- [Page]:
_ _ _ _

Top Ten Genre Movies of TIFF 2014
Well, it’s that time a year again. The Toronto Film Festival has come to town with all of the celebrities, filmmakers, egos, talent, and of course, movies that implies. With hundreds of films showing over ten short days, it’s not only physically impossible to see them all, but damn difficult just to decide which movies to pick from the stack. Fortunately, I’m here for all you fine readers and prepared to offer ten suggestions of film fest picks for the genre movie sect. There’s no art house pretension here (well, maybe a little), just pure entertainment for genre nuts. Decapitations, explosions, laughs, action, horror, even a little beauty, these movies have it all. If you need a little help picking tickets to buy, you could do far worse than these 10 titles.

_ _ _ _

- [Data entries]:
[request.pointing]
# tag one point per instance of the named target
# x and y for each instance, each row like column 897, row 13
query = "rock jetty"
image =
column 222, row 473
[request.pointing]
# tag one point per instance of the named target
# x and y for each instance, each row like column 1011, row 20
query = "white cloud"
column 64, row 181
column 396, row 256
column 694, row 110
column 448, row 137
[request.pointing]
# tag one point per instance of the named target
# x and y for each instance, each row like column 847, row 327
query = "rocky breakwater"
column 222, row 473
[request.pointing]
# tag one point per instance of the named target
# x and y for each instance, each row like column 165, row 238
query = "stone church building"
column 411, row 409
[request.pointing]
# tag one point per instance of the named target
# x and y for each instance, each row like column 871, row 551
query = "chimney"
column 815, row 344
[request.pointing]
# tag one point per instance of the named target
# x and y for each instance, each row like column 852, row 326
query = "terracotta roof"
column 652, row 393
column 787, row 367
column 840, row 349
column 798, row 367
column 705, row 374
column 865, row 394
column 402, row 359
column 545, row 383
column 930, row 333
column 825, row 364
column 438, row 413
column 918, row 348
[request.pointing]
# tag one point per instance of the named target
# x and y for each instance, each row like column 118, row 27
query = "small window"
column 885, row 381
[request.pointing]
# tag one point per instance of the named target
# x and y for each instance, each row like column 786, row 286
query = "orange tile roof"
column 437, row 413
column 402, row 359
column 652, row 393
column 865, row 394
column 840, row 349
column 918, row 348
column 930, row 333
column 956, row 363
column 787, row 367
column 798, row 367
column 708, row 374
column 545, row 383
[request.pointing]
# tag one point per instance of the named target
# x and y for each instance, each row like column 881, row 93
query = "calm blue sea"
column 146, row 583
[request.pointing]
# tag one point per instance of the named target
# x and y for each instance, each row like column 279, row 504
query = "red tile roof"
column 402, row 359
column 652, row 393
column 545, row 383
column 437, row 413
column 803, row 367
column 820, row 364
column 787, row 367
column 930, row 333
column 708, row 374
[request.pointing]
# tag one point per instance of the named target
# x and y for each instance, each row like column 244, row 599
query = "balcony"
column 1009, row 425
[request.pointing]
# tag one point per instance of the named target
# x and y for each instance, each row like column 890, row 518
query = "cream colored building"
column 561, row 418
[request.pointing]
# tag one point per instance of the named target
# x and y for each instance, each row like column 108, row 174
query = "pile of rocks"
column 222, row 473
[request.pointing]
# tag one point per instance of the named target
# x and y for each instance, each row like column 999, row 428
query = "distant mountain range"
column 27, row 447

_ _ _ _

- [The request]: Copy the passage from the genre movies page, from "Top Ten Genre" up to and including "these 10 titles.".

- [Result for this exercise]:
Top Ten Genre Movies of TIFF 2014
Well, it’s that time a year again. The Toronto Film Festival has come to town with all of the celebrities, filmmakers, egos, talent, and of course, movies that implies. With hundreds of films showing over ten short days, it’s not only physically impossible to see them all, but damn difficult just to decide which movies to pick from the stack. Fortunately, I’m here for all you fine readers and prepared to offer ten suggestions of film fest picks for the genre movie sect. There’s no art house pretension here (well, maybe a little), just pure entertainment for genre nuts. Decapitations, explosions, laughs, action, horror, even a little beauty, these movies have it all. If you need a little help picking tickets to buy, you could do far worse than these 10 titles.